Recorded data
****
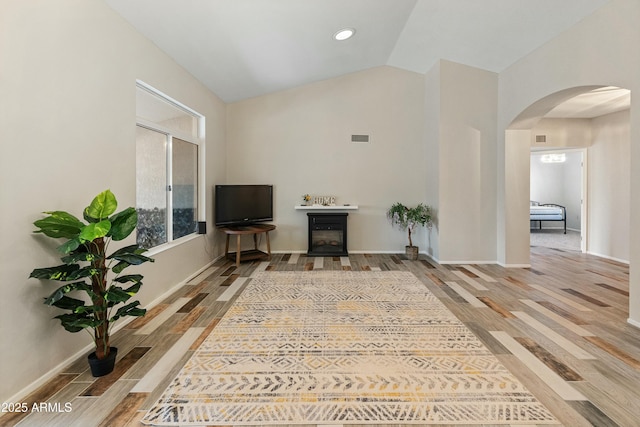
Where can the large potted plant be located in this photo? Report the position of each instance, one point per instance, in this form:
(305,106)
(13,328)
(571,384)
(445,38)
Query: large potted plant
(408,219)
(86,272)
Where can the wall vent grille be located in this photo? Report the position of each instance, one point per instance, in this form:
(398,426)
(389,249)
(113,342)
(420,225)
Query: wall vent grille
(360,138)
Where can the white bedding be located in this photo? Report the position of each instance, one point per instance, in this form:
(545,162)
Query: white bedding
(545,210)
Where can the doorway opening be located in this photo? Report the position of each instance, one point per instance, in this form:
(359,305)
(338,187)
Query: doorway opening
(558,180)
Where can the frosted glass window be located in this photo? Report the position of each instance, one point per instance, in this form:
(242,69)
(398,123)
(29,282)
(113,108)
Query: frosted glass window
(168,168)
(151,187)
(162,112)
(184,191)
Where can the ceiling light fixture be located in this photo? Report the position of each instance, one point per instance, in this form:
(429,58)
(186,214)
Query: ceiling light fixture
(344,34)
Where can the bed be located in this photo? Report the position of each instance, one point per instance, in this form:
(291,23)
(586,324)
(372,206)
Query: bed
(547,212)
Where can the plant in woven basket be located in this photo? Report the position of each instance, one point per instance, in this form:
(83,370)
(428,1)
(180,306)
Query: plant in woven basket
(87,271)
(408,219)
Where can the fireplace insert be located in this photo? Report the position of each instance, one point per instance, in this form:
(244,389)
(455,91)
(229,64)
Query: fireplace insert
(327,234)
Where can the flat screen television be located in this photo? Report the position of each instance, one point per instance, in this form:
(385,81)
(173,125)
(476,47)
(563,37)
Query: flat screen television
(243,204)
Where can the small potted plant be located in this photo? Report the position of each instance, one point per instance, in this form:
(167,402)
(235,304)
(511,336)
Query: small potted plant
(408,219)
(85,270)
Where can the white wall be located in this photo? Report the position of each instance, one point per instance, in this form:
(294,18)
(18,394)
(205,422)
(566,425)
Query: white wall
(299,141)
(467,164)
(558,183)
(432,153)
(597,51)
(67,132)
(610,187)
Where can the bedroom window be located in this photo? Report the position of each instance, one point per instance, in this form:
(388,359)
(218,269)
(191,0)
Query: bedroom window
(169,145)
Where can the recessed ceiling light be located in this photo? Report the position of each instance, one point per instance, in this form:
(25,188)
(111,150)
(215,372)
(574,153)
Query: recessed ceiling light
(344,34)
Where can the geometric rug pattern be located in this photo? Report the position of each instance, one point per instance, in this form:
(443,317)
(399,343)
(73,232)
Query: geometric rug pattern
(343,347)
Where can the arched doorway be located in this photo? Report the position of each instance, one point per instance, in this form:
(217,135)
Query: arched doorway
(589,118)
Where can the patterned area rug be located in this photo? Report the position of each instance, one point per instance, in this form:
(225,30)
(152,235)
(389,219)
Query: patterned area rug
(343,347)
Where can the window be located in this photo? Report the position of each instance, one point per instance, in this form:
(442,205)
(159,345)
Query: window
(169,155)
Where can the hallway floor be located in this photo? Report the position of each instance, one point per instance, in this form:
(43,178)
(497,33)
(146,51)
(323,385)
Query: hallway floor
(562,326)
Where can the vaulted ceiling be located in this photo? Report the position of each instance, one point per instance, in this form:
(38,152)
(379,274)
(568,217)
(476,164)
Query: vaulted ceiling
(245,48)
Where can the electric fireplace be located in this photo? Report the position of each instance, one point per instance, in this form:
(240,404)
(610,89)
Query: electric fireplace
(327,234)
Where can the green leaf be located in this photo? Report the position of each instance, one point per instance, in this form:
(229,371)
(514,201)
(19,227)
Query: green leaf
(130,254)
(129,278)
(69,246)
(103,205)
(68,303)
(60,272)
(117,269)
(130,309)
(94,231)
(78,322)
(59,224)
(80,256)
(65,289)
(116,294)
(123,223)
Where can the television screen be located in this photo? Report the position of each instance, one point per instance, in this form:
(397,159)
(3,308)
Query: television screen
(243,204)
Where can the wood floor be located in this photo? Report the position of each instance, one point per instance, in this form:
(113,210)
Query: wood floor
(559,326)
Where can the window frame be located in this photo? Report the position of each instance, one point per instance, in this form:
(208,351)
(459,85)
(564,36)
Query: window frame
(198,140)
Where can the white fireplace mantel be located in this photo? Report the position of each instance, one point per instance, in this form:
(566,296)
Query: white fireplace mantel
(326,208)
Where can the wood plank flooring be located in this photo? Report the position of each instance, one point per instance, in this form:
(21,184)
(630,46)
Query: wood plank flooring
(559,326)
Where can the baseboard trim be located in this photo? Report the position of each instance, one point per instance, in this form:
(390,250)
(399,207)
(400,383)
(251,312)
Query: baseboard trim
(514,265)
(59,368)
(634,323)
(623,261)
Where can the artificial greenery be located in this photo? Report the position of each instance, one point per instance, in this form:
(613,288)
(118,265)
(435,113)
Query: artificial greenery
(408,218)
(86,268)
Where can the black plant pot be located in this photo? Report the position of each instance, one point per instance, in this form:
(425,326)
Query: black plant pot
(102,367)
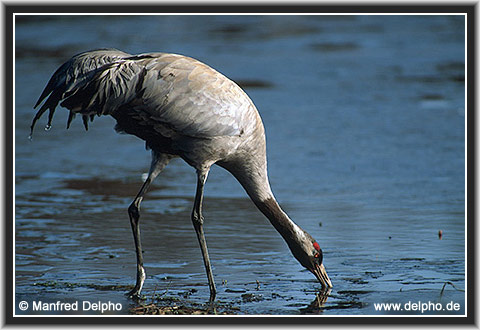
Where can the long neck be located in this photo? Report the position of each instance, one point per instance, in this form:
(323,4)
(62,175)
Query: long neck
(254,179)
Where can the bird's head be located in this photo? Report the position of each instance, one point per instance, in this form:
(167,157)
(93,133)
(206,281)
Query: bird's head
(308,252)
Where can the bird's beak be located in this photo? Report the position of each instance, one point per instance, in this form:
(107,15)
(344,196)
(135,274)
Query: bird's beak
(321,274)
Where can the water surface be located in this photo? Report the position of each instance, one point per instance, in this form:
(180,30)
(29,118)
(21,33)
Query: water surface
(365,131)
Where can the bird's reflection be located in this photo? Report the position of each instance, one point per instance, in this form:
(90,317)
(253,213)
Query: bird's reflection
(316,306)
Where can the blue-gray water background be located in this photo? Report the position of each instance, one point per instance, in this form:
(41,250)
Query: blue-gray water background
(365,126)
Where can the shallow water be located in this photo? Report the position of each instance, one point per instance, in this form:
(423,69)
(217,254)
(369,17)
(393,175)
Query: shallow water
(365,131)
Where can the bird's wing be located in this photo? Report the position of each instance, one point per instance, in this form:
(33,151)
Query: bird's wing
(177,92)
(194,99)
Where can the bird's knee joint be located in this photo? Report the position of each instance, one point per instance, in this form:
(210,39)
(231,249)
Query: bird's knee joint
(197,219)
(133,211)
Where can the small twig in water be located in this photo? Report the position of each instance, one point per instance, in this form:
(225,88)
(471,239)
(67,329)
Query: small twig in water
(448,282)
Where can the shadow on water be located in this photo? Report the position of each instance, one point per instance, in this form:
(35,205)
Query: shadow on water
(365,125)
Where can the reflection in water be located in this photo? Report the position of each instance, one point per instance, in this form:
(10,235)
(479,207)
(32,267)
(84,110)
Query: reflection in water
(365,122)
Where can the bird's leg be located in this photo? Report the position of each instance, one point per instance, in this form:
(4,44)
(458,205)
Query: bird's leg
(159,161)
(197,219)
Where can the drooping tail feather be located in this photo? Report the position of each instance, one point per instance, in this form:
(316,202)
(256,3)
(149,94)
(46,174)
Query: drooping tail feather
(71,77)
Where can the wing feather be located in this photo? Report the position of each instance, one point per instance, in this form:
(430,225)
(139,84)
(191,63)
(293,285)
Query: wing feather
(166,92)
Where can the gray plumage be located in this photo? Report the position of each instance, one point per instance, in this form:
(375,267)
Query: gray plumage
(181,108)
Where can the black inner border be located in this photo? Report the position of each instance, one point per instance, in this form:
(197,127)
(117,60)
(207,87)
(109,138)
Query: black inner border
(10,10)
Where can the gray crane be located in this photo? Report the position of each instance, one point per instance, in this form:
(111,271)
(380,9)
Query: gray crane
(182,108)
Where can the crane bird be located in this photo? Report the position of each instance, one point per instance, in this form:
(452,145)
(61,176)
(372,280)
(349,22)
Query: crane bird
(181,108)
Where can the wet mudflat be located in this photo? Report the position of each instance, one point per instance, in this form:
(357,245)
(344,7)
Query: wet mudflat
(365,131)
****
Output only the lines from the one holding "Where can the black inner" through the last line above, exactly as they appear.

Where can the black inner border be located in this photo? Report the position of each instance, one point per instance, in this form:
(197,127)
(117,60)
(207,87)
(109,138)
Query: black inner border
(10,10)
Where can the gray crane be located in this photo? Report the position of each instance, one point per instance, in this form:
(111,271)
(380,9)
Query: gray crane
(182,108)
Where can the crane bird be located in this photo? Report the position of each instance, one point per instance, in this form:
(452,145)
(61,176)
(372,280)
(349,22)
Query: crane bird
(181,108)
Where can the wet mudflat be located in this photo? Report the position of each instance, one point per instance, in this form:
(357,245)
(344,7)
Query: wet mudflat
(365,131)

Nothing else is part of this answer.